Print every line of the data below without any changes.

___ Data extract

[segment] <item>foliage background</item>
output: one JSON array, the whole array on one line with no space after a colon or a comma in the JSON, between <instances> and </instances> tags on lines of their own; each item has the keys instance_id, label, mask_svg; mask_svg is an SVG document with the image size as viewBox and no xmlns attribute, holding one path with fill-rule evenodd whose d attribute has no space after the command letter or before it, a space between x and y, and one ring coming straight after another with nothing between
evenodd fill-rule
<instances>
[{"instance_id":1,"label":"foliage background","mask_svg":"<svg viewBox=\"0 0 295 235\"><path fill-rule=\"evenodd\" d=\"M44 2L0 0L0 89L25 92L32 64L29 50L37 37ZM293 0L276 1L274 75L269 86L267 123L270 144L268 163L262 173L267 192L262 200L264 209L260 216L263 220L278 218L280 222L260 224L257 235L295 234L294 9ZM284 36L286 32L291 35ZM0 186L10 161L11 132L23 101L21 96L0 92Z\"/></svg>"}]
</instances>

______

-- Full solution --
[segment] <item>foliage background</item>
output: one JSON array, the whole array on one line with no space after a colon or a comma in the JSON, between <instances> and </instances> tags on lines of their own; each item has the keys instance_id, label, mask_svg; mask_svg is an SVG document with the image size as viewBox and no xmlns attribute, holding one path with fill-rule evenodd whose d attribute has no space after the command letter or before it, a space between x and y, and one ring coming straight after another with nothing between
evenodd fill-rule
<instances>
[{"instance_id":1,"label":"foliage background","mask_svg":"<svg viewBox=\"0 0 295 235\"><path fill-rule=\"evenodd\" d=\"M44 2L0 0L0 89L25 92L32 64L29 50L37 37ZM293 0L276 1L274 75L269 86L267 123L270 144L268 163L262 173L267 192L262 200L264 209L260 216L263 220L278 218L280 222L260 224L257 235L295 234L294 9ZM284 36L286 32L291 35ZM0 186L10 161L11 132L23 101L21 96L0 92Z\"/></svg>"}]
</instances>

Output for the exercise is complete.